##### Passage given #####

I never thought I would spend so much time ruminating on the actual boundaries of Summit.
But then I never thought the question would turn out to be so pivotal in the final days of the Pierce County Districting Committee.
As appointed districting master Steven Garrett continues to put together his final plan for redividing the county into seven “approximately equal” districts, he must also respond to this geographically small but politically huge issue: Does 2nd District Councilmember Joyce McDonald live in Summit?
If she does, then it would be difficult to adjust his most recent map to move her from the 5th District back to her own 2nd. That’s because it would either require him to carve out a tiny piece of Summit or move the entire thing. But moving just a piece would violate a charter requirement that communities be kept together. And moving the whole thing would throw off the population numbers and require wholesale changes.
But if she doesn’t live in Summit and is instead in a strip of land between Puyallup and Summit then the line could be adjusted without implicating communities.
So is she or isn’t she? That simple question lacks a simple answer. She is in Summit based on Census Designated Places. She is not based on the county’s planning maps and is instead within Puyallup’s urban growth area.
Here is an e-mail exchange on the topic between Deputy Pierce County Prosecutor Denise Greer and Garrett:
Hello, Mr. Garrett –
As you may have seen in yesterday’s TNT posting, the County’s Planning Department (PALS) has been contacted by Peter Callahan with questions regarding the Summit/Waller plan area, which you’ve cited in some of the meetings. According to the Planning Dept, there is no such community planning area. There is a Mid County Community Plan, but it does not reach entirely to the western border of Puyallup.
I see from the posting that you are instead relying on the census bureau’s boundaries, but would you please talk to Sean Gaffney at PALS about this issue to ensure you have all the information?
And Garrett’s response:
Sean is correct that there is no community planning area called Summit-Waller. I never said there was. However, there is a community of Summit-Waller. My main interest is with communities, rather than planning areas, since communities are often smaller and thus easier to move around (except it was made clear to me that I can’t bust up Summit from Waller).
Here is a quote from the Mid-County Community Plan: “…this unincorporated planning sub-area includes the communities of Summit-Waller, North Clover Creek Collins, and Summit View.” I have GIS data from PALS which provides the borders for each community in the Mid-County Planning Area. Moreover, I have GIS data from the Census Bureau for these “Census Designated Places (CDPs)” (which they developed from Pierce County data). These two datasets are identical for the Mid-County Planning Area. They both delineate the borders for the communities of Summit, Waller, Summit View, and Clover Creek.

#####

Written request 1:
According to the passage on the Pierce County districting dispute, into how many districts must the county be redivided?

##### Provided data #####

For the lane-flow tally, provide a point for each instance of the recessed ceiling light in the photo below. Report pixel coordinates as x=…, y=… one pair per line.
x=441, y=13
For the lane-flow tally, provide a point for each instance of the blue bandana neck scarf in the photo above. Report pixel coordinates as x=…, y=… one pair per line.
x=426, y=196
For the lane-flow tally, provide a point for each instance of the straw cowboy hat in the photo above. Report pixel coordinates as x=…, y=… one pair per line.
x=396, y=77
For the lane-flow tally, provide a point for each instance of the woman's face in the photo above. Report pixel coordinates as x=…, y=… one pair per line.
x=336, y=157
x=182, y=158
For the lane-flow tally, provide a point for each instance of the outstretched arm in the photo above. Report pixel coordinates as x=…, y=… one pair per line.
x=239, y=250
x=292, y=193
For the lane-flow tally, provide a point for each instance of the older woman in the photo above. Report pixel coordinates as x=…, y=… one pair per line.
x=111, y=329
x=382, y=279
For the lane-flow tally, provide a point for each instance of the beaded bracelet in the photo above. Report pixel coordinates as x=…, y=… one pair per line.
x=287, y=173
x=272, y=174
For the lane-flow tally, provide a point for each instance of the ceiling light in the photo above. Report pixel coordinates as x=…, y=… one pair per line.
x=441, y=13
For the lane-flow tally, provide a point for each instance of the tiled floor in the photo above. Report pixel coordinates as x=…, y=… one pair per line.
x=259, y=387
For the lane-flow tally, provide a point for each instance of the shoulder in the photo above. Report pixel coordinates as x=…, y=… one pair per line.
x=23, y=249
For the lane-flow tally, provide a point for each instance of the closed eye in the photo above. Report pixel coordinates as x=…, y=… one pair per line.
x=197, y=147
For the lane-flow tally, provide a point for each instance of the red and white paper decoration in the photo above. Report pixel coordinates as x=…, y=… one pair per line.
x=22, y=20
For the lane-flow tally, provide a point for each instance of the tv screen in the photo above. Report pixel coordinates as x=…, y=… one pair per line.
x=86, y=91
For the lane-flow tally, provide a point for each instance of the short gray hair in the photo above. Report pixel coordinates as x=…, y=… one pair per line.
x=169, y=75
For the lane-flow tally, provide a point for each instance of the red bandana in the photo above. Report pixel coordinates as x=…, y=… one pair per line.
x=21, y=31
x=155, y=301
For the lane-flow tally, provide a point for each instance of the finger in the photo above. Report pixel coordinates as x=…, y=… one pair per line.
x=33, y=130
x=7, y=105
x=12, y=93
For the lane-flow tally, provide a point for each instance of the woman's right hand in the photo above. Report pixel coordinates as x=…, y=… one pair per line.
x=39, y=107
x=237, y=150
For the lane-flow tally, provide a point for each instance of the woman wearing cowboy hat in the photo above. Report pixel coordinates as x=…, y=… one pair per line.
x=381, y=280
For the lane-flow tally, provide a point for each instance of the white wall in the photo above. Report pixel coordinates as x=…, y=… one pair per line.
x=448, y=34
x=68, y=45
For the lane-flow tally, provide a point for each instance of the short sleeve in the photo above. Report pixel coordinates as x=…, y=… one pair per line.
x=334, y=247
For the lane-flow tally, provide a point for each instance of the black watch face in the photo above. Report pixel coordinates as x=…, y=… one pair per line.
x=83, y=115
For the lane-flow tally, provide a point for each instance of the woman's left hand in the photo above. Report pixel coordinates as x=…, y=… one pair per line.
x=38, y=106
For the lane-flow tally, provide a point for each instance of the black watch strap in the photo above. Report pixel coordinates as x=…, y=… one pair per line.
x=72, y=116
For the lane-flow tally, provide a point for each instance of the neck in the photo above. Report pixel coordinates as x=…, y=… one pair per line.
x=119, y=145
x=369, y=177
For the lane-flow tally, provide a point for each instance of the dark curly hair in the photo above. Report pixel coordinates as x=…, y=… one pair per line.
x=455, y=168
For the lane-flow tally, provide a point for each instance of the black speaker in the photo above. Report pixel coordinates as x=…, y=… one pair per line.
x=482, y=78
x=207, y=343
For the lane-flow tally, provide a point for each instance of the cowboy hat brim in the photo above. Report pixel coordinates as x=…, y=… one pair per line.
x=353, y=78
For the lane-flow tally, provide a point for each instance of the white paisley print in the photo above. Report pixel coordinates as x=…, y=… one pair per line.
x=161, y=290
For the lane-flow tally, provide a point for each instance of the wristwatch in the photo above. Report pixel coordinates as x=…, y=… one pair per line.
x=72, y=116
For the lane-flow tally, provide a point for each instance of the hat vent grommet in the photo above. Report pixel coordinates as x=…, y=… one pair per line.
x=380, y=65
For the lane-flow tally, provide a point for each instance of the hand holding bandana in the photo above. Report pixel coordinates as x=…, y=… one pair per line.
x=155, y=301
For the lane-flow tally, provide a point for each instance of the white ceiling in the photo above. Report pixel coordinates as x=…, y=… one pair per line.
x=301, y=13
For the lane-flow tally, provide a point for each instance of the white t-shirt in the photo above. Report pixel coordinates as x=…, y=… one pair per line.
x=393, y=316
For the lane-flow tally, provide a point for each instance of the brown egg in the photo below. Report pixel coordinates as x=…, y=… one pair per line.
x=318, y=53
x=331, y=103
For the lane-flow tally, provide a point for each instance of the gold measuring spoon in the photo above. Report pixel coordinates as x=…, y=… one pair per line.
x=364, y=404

#####
##### Provided data #####

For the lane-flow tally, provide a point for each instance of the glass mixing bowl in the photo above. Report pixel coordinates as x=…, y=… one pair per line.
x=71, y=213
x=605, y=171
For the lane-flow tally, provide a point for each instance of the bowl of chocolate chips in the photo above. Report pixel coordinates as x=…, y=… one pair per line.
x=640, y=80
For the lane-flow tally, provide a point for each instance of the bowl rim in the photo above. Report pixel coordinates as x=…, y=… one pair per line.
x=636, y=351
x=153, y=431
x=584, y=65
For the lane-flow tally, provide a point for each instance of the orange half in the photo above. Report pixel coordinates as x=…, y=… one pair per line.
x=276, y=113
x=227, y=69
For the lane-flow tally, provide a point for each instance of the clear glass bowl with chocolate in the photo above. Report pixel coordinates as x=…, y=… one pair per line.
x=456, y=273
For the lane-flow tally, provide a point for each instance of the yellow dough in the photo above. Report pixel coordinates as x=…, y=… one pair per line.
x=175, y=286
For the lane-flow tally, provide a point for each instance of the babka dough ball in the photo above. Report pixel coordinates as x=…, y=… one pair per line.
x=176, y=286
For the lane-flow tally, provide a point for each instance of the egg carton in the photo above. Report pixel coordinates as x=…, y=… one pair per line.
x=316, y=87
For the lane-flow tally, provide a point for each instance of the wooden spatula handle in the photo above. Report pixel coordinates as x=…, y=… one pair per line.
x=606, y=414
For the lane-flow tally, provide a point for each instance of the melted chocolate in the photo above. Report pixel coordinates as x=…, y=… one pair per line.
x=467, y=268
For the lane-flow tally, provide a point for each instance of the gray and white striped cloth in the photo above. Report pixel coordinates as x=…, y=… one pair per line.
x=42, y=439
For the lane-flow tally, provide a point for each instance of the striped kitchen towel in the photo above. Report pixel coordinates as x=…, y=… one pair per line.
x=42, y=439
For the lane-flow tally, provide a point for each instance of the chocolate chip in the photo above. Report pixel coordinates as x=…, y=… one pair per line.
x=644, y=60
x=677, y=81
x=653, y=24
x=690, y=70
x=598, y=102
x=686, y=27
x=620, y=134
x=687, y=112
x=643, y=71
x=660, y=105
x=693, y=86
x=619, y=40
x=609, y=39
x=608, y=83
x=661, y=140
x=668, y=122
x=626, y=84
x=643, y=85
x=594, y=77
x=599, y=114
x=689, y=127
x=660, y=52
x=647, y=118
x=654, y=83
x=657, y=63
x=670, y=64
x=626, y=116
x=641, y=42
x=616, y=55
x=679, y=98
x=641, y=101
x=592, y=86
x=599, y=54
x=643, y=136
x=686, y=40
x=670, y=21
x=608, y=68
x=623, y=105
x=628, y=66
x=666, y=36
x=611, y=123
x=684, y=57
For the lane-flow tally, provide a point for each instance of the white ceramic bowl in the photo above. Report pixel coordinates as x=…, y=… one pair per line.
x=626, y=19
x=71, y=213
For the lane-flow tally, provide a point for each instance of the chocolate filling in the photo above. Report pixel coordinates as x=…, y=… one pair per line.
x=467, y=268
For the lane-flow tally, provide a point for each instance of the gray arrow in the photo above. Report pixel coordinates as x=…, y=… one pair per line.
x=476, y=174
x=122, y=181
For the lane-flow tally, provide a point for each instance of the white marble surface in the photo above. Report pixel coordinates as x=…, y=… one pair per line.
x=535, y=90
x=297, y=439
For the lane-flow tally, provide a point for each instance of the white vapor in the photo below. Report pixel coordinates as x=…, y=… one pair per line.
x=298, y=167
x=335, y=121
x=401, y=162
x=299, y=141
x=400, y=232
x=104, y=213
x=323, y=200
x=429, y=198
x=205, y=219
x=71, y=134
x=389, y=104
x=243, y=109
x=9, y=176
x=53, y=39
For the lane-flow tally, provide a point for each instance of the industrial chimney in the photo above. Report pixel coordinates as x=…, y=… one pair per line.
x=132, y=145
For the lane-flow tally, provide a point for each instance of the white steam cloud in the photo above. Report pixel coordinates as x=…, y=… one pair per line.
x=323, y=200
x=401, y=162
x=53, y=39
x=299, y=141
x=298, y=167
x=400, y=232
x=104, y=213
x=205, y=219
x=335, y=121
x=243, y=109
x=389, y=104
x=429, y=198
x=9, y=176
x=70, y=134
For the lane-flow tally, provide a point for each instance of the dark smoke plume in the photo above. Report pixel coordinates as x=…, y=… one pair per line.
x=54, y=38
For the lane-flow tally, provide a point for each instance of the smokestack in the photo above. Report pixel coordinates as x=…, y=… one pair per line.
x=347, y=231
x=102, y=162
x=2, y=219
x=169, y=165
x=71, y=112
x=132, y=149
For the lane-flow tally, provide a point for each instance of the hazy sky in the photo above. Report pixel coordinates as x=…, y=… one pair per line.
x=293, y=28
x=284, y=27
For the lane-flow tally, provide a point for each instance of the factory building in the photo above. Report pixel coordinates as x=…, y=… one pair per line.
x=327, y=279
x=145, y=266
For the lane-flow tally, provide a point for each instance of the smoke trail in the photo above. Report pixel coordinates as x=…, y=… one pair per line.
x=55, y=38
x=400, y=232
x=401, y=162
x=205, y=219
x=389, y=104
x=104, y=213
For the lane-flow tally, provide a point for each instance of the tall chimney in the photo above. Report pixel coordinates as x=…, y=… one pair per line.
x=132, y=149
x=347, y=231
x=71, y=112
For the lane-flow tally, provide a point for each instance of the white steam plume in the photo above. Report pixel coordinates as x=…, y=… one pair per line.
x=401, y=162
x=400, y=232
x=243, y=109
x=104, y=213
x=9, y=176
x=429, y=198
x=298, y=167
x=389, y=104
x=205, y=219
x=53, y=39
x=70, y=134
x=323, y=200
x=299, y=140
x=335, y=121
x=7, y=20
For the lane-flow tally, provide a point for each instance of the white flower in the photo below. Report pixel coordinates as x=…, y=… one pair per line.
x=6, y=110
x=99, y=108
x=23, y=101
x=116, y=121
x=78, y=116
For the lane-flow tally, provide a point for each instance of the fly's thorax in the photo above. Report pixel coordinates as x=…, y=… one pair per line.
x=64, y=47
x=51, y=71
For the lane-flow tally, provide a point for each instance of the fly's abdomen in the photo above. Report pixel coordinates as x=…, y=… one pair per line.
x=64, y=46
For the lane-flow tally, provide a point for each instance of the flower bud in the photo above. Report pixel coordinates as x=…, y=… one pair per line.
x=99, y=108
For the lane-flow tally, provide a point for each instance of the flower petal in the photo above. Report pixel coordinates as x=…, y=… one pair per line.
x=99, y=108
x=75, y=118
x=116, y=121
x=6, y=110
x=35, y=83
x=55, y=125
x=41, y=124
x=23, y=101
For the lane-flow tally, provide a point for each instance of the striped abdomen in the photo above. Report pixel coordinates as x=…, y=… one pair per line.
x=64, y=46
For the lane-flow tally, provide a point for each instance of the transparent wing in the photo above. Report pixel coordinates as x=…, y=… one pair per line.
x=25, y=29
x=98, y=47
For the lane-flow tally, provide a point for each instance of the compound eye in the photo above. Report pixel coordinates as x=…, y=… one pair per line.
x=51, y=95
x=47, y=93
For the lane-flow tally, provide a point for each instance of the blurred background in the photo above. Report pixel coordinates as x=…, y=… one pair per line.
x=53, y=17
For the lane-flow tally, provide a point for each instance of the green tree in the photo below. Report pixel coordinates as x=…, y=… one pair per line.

#####
##### Provided data #####

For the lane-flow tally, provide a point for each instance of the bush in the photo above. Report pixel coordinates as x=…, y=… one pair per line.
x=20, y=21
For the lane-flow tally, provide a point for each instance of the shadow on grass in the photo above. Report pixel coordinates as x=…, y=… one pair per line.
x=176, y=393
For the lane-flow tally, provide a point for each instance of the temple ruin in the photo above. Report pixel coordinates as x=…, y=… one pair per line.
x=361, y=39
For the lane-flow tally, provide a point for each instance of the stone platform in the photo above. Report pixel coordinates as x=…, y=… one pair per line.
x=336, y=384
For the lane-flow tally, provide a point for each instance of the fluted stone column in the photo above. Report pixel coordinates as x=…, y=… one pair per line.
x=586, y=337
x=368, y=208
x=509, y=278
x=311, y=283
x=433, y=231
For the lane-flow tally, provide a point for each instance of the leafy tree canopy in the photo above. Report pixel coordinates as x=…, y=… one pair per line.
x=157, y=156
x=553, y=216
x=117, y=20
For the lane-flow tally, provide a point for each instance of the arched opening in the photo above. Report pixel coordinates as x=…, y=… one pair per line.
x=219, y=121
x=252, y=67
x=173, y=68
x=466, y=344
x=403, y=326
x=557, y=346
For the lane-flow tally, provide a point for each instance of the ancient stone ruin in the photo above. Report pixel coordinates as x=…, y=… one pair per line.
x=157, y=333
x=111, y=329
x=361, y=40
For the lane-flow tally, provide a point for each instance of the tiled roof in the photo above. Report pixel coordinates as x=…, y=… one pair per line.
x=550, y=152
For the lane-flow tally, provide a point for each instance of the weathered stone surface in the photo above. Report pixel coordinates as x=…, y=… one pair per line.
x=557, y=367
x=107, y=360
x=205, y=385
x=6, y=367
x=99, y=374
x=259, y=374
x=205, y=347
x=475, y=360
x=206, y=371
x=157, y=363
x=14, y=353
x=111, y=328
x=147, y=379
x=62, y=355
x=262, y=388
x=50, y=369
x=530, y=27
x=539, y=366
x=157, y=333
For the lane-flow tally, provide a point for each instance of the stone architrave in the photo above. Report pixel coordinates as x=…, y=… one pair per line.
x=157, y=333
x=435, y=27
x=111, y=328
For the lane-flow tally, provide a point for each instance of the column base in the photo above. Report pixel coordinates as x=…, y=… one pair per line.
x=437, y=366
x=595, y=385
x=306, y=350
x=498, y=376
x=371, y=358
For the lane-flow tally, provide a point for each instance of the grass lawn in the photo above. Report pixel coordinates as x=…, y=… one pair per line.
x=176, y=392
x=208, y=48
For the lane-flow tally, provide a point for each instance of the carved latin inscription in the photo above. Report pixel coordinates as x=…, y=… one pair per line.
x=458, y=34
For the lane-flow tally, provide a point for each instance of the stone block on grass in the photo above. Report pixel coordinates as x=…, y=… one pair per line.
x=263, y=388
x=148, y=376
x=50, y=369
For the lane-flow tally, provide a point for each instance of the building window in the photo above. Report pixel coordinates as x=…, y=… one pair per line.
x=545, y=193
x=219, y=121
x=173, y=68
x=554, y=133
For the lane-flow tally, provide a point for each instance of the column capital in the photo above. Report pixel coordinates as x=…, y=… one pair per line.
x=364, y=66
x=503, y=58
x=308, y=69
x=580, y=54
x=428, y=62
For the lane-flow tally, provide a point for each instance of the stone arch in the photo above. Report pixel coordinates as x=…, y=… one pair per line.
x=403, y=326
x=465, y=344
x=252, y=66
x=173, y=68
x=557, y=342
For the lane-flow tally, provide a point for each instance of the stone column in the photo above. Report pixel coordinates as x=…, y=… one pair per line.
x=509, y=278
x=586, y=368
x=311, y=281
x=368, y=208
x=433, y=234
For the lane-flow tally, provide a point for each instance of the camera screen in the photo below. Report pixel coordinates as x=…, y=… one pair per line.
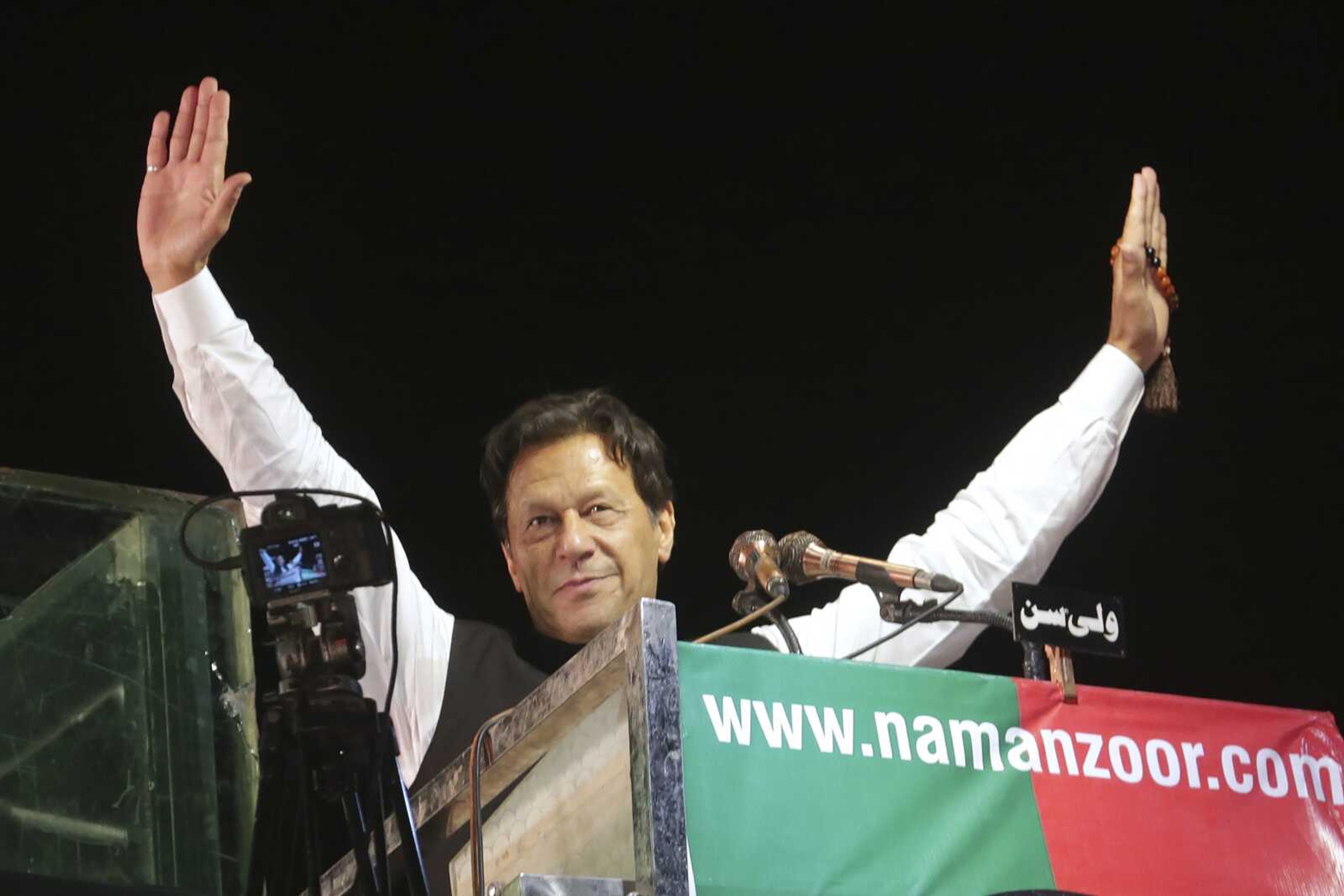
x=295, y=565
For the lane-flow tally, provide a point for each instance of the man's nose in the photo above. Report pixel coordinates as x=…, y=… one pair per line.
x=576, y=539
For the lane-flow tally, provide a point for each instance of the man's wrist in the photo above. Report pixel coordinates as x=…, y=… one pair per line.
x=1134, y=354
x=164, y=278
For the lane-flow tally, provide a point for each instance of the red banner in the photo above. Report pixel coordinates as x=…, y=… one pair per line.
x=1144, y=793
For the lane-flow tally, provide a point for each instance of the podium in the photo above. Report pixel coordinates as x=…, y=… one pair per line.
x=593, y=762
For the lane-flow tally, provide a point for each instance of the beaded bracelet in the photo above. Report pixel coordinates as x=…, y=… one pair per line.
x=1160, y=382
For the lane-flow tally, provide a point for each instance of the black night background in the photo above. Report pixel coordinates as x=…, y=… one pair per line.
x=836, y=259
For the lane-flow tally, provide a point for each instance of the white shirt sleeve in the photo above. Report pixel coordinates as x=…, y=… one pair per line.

#####

Written request 2:
Rewrite the stretch of records from the line containing "of the clear" through the line containing "x=175, y=286", replacing "lane-flow tally" with "traffic survey" and leaving everything else unchanged.

Correct output 1:
Seven "approximately equal" districts.

Correct output 2:
For the traffic survey, provide a point for each instance of the clear glass bowl with chocolate in the photo above. Report pixel coordinates as x=…, y=… one pair per line.
x=456, y=273
For the traffic survey, provide a point for each instance of the yellow dough in the photo above. Report pixel coordinates as x=…, y=… one pair per line.
x=175, y=286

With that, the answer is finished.